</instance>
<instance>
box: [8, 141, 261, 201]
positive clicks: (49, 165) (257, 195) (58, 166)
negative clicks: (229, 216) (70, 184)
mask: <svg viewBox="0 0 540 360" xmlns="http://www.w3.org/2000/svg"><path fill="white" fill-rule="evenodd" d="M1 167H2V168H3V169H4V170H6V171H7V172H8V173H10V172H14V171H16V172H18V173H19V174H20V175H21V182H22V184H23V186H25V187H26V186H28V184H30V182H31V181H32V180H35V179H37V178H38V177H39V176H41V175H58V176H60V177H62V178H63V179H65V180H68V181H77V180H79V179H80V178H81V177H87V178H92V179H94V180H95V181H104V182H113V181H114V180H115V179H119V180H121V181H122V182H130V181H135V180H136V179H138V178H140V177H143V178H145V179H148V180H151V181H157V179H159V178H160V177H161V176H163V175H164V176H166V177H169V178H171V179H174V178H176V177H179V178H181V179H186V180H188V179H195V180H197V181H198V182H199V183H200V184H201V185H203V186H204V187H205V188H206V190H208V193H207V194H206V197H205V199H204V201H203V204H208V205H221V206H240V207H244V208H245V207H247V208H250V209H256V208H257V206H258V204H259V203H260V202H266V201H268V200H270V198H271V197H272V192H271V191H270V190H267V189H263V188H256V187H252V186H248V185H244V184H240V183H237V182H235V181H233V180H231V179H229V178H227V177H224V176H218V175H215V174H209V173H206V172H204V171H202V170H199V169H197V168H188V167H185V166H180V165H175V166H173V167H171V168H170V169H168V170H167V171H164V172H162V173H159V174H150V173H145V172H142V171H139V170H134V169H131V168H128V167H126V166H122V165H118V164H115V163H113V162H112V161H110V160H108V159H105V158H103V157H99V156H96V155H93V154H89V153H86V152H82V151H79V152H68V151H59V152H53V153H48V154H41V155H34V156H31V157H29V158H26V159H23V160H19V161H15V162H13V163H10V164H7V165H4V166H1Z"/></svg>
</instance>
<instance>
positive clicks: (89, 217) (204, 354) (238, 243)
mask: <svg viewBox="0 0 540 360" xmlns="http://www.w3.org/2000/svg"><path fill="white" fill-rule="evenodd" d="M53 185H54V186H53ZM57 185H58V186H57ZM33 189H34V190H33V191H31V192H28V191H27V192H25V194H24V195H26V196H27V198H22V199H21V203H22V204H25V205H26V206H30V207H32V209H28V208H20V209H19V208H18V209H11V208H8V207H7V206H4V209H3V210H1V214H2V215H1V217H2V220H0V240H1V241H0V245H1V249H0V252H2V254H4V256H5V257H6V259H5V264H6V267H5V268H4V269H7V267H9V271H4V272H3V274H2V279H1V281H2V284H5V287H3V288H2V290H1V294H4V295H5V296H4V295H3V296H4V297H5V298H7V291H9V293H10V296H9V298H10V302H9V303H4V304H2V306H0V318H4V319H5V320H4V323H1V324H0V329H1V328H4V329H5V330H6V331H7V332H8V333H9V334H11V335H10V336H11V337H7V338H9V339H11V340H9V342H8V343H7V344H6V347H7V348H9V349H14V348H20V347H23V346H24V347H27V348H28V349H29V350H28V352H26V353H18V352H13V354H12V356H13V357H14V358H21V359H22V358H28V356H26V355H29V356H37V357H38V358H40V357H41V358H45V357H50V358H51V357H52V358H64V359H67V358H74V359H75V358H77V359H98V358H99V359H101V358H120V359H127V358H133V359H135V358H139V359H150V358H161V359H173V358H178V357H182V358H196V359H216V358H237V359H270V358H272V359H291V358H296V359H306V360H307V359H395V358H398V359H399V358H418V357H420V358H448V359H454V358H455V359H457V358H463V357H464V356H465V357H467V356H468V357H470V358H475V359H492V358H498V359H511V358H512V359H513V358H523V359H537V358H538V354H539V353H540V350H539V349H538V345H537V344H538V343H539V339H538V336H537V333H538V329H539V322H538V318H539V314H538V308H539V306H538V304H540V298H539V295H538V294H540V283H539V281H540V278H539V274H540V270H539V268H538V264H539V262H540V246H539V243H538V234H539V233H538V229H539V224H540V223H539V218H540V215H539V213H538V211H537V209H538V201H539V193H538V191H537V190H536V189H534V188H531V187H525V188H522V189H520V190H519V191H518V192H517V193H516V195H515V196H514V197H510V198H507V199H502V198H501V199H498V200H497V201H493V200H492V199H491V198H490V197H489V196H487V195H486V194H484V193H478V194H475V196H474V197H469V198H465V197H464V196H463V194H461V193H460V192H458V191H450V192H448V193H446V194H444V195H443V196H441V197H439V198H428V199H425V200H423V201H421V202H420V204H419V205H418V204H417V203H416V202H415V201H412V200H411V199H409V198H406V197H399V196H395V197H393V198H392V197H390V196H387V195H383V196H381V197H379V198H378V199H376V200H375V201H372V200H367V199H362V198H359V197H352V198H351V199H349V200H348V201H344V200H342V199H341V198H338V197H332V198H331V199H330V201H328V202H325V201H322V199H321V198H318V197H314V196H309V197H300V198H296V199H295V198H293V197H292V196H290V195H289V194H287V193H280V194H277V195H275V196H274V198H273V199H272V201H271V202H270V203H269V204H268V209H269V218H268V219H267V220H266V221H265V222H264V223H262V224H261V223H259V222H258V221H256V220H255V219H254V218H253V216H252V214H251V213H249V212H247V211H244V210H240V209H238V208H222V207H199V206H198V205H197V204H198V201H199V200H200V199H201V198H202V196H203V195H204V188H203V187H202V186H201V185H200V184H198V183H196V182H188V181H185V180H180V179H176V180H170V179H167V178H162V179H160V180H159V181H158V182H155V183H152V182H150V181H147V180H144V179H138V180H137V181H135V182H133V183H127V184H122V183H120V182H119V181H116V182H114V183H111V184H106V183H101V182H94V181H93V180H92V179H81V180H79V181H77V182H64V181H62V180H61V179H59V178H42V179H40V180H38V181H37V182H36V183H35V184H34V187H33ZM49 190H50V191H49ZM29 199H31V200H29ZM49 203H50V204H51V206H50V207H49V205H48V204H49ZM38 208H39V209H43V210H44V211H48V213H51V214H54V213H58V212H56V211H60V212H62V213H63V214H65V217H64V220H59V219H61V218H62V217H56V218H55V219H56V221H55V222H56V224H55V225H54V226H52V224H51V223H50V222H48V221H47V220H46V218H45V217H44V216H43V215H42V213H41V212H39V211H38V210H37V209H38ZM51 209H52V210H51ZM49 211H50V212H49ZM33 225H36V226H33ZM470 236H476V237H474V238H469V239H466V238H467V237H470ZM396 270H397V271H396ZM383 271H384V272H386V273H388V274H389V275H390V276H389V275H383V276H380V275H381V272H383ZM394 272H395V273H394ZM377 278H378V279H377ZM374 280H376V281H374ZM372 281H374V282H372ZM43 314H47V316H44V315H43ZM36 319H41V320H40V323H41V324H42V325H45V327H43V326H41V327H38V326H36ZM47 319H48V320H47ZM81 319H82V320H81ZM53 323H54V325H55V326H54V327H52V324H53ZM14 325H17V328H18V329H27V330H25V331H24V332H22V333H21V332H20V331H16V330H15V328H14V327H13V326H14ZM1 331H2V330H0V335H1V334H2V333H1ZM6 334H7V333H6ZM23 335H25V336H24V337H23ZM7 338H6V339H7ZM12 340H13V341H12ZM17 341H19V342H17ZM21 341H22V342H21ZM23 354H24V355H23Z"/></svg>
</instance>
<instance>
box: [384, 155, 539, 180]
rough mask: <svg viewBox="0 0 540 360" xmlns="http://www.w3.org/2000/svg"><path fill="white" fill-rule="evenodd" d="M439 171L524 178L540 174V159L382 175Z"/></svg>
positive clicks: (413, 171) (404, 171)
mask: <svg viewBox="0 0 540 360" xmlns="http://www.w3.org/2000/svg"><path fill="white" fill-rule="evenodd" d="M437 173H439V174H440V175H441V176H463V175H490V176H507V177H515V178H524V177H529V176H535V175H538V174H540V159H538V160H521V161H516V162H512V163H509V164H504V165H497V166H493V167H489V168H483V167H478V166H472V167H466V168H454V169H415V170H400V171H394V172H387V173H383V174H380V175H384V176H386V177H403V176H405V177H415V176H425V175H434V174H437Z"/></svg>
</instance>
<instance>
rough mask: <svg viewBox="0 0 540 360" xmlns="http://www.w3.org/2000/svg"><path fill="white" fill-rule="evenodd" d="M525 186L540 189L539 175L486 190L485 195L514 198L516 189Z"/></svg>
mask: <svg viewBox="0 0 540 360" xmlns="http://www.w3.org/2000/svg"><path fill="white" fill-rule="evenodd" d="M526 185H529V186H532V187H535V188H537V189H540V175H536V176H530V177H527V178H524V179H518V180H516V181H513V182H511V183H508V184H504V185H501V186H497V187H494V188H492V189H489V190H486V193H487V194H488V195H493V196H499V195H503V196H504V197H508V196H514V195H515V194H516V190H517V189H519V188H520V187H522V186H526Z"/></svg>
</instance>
----
* WHAT YOU WILL DO:
Please find all lines of the entries that hold the string "positive" and copy them.

* THE ANSWER:
positive clicks: (49, 165) (257, 195) (58, 166)
positive clicks: (89, 217) (204, 354) (238, 243)
positive clicks: (413, 171) (404, 171)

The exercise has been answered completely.